◆ **SET EXERCISE**: Rewrite each of the items below as a numbered list, skipping any blank lines.

○ ○ ○ ○ ○ ○ ○

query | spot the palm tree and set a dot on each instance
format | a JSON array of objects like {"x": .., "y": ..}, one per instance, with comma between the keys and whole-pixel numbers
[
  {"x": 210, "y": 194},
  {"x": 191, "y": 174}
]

○ ○ ○ ○ ○ ○ ○

◆ **EXERCISE RESULT**:
1. query | spot the palm tree and set a dot on each instance
2. format | a JSON array of objects like {"x": .., "y": ..}, one per instance, with comma between the keys and whole-pixel numbers
3. [
4.   {"x": 210, "y": 194},
5.   {"x": 191, "y": 174}
6. ]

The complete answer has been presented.